* _Set tasks_
A. Using the post about the haircut, answer these:
(i) What finally motivated the writer to get the trim?
(ii) Who gave the writer the black leather dress boots?
(iii) About how much did the hair clip cost?
B. In the post about the haircut, rewrite the passage starting at "This is not" and ending at "police on me.)", and swap "San Francisco" for "Seattle".
C. Say whether each statement agrees with the post about the haircut. Answer yes or no and quote the deciding words.
(i) The writer bought the hair clip in San Francisco.
(ii) The writer wears the Trade As One earrings together with the clip.
(iii) The photo of the clip was taken this morning.

* _Text segment_
========

I got my own hair and bangs trimmed yesterday--WHOO-HOO.  I really had needed to for a looooooong time, but kept putting it off, because, well, I am just never inclined to spend my free time on Saturdays doing such errands, and the rest of the time kids don't allow me opportunity.  But the knowledge that I was going to be getting up in front of the church body (i.e. vanity) finally got me motivated.  With my bangs up out of my eyes, I feel so much more like me.


I also took advantage of this occassion to make myself wear something a little dresser than my usual jeans, top, and cardigan sweater.  I wore a cute dress (thanks, Mom, for helping me fix it this past summer!) and leggings and cardigan sweater, and the black leather dress boots DH's aunt gave me last time we were visiting (more about those later too).  My favorite part, though, was getting up the gumption to wear an actual hair accessory:


This is not the greatest pic (and it was taken months ago, another time when my bangs were a little too long), but you can see the fancy clip/fascinator I wore this morning, and roughly how I wore it.  I got it in San Francisco this past Fall when my dear Susan was visiting, but have only worn it once before.  It only cost about $4, and is not the most beautiful thing in the world (oh, the things I have seen on Etsy. . . ), but it stirred something adverturesome and--dare I say, youthful--in me at the time, and I felt just the right amount of pretty and bold wearing it today.  (Those earrings in the pic are some of my favorite favorites--from Trade As One.  But they don't go with the clip, and I don't wear them together, so nobody go all fashion police on me.)

========

Dataset items:
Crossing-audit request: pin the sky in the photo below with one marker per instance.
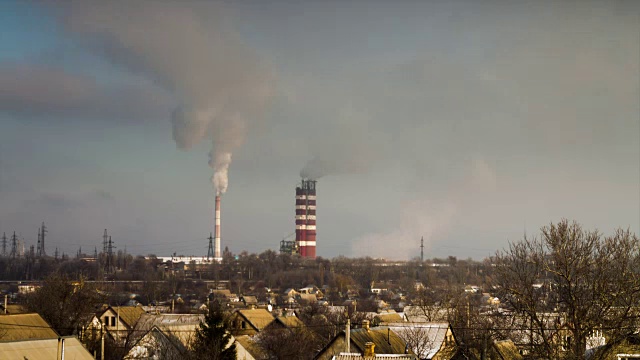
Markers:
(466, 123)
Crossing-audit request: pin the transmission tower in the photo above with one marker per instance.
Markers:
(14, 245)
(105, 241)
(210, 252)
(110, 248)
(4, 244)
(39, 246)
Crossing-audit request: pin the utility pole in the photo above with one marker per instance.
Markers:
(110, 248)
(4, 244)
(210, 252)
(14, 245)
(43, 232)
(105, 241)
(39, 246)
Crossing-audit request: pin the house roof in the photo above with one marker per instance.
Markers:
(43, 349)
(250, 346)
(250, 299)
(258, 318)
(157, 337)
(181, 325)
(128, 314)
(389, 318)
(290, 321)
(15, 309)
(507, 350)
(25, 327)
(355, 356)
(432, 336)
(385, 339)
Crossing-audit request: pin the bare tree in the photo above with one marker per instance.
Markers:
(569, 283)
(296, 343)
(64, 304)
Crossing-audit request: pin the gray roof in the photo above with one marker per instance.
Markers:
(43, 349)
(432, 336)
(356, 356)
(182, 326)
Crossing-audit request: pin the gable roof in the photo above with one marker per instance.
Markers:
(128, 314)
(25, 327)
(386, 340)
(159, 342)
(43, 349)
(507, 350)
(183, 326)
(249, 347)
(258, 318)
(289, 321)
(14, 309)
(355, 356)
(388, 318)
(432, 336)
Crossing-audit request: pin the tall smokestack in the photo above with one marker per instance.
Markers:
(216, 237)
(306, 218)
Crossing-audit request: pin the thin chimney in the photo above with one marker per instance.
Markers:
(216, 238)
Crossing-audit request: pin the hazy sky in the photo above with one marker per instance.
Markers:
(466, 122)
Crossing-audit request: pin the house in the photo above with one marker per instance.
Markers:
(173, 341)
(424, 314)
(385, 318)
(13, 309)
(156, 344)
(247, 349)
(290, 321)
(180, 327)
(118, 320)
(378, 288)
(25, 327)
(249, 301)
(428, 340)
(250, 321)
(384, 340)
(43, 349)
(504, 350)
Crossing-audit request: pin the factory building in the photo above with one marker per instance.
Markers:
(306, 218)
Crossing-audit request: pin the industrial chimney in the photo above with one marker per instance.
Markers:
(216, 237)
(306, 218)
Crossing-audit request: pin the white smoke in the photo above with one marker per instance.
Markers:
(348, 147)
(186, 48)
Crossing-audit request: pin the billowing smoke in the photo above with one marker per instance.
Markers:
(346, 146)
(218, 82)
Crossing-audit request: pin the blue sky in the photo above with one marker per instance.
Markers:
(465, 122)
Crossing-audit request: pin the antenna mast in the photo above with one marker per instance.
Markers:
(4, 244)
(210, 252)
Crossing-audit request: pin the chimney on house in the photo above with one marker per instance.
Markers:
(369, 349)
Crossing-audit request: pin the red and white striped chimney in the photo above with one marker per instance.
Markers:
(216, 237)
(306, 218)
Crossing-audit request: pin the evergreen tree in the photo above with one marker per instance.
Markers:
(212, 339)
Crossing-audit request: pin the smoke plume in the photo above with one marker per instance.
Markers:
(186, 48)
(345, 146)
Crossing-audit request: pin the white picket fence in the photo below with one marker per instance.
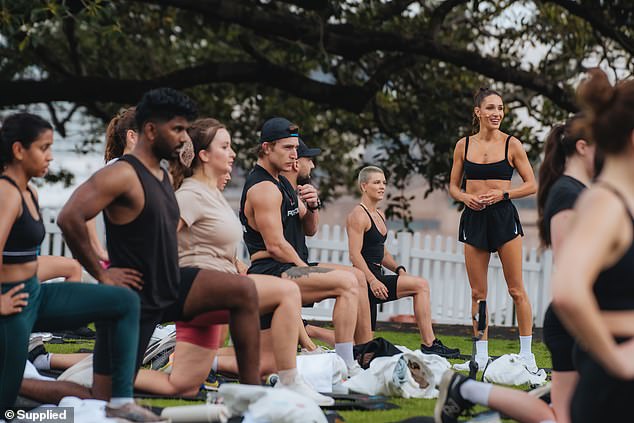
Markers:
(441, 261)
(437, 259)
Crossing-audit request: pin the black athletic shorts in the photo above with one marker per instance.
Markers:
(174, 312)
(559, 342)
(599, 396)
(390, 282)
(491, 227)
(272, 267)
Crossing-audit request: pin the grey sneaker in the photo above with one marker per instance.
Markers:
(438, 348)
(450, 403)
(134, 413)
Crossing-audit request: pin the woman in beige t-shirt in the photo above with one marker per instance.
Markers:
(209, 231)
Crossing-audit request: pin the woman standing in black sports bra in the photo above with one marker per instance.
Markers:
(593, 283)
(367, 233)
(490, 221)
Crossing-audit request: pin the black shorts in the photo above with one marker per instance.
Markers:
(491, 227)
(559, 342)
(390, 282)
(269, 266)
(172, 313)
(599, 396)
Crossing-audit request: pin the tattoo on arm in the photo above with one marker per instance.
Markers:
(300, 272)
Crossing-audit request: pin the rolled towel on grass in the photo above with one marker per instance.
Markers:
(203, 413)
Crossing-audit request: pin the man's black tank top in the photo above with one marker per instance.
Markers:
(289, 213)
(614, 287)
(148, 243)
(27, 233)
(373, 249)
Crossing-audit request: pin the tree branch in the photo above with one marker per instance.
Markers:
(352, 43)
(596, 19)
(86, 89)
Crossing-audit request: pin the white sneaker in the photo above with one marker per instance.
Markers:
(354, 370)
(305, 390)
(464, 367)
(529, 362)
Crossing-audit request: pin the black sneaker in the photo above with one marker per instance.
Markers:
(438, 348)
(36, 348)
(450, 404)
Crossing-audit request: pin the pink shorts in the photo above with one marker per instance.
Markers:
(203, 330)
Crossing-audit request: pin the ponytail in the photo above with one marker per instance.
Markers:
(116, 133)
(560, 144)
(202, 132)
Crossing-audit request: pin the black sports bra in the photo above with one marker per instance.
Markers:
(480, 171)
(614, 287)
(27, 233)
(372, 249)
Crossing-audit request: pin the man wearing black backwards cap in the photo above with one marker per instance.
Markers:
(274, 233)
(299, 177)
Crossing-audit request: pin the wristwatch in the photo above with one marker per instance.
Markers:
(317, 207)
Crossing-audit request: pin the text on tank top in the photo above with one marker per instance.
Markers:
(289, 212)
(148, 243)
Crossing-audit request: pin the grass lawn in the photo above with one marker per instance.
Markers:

========

* _Expected answers_
A.
(i) Knowing that the writer would be getting up in front of the church body.
(ii) DH's aunt.
(iii) About $4.

B.
This is not the greatest pic (and it was taken months ago, another time when my bangs were a little too long), but you can see the fancy clip/fascinator I wore this morning, and roughly how I wore it.  I got it in Seattle this past Fall when my dear Susan was visiting, but have only worn it once before.  It only cost about $4, and is not the most beautiful thing in the world (oh, the things I have seen on Etsy. . . ), but it stirred something adverturesome and--dare I say, youthful--in me at the time, and I felt just the right amount of pretty and bold wearing it today.  (Those earrings in the pic are some of my favorite favorites--from Trade As One.  But they don't go with the clip, and I don't wear them together, so nobody go all fashion police on me.)

C.
(i) Yes: "I got it in San Francisco this past Fall"
(ii) No: "I don't wear them together"
(iii) No: "it was taken months ago"